All lines ahead of the one containing "[point] at the england" are to be left out; that line and each one after it, through the end of the records below, are to be duplicated exactly.
━━━ Data to process ━━━
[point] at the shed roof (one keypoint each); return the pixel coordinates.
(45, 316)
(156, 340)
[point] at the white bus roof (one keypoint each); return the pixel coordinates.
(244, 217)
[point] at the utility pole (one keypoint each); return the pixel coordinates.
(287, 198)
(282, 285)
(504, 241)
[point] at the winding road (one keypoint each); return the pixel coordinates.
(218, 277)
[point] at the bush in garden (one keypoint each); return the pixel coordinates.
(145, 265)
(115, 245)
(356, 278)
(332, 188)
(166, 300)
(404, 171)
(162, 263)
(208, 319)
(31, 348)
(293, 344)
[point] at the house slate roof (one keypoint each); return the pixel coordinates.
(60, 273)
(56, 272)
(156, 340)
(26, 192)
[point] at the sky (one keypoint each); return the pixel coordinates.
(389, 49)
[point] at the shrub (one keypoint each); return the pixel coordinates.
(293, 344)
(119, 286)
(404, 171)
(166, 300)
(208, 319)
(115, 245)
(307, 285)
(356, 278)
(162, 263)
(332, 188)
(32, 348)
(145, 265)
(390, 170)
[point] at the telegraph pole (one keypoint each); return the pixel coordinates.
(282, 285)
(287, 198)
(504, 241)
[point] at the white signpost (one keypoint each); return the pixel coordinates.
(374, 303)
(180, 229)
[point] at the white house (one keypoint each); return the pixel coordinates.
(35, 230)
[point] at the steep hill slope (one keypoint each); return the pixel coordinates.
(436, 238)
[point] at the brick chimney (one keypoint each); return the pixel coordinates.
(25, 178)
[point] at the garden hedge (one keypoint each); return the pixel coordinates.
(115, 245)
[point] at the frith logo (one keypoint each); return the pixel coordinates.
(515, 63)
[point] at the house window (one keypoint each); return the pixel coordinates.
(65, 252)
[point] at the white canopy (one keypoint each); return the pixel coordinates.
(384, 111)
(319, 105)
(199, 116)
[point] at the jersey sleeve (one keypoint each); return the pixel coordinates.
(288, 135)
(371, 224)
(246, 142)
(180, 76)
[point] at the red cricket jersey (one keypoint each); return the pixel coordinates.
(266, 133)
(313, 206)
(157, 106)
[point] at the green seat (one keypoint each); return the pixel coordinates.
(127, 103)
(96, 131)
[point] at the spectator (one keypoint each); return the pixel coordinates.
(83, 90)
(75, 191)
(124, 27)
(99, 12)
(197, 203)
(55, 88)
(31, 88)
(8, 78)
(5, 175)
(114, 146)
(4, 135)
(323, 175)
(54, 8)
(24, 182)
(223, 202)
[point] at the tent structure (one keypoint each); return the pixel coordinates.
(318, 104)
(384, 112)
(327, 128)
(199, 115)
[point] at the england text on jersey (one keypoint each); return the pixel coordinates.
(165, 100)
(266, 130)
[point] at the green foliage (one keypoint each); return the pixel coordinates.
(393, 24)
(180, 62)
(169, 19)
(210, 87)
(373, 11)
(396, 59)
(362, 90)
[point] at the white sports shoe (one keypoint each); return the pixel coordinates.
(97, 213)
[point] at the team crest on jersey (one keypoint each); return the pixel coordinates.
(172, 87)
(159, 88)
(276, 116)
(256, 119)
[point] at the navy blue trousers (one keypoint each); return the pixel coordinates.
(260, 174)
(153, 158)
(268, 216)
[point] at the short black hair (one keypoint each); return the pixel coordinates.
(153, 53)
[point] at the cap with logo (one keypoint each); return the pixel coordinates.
━━━
** Output for this exercise **
[point] at the england text on jersey (one keypoint each); return the pixel coordinates.
(165, 100)
(266, 130)
[point] at the green foliage (one keypoint each); return the pixel coordinates.
(393, 24)
(180, 62)
(169, 19)
(210, 87)
(373, 11)
(396, 59)
(362, 90)
[point] at the white sports shoe (one keypoint each); return the pixel coordinates.
(97, 213)
[point] at the team crest on jersey (one keypoint each); return the pixel coordinates.
(172, 87)
(159, 88)
(276, 116)
(256, 119)
[point] at the navy blue trousers (one keypoint each); return the pixel coordinates.
(260, 174)
(153, 158)
(268, 216)
[point] at the short black hair (one keypoint each); return the pixel coordinates.
(153, 53)
[point] at the cap with logo (one keypoint each); return the pixel coordinates.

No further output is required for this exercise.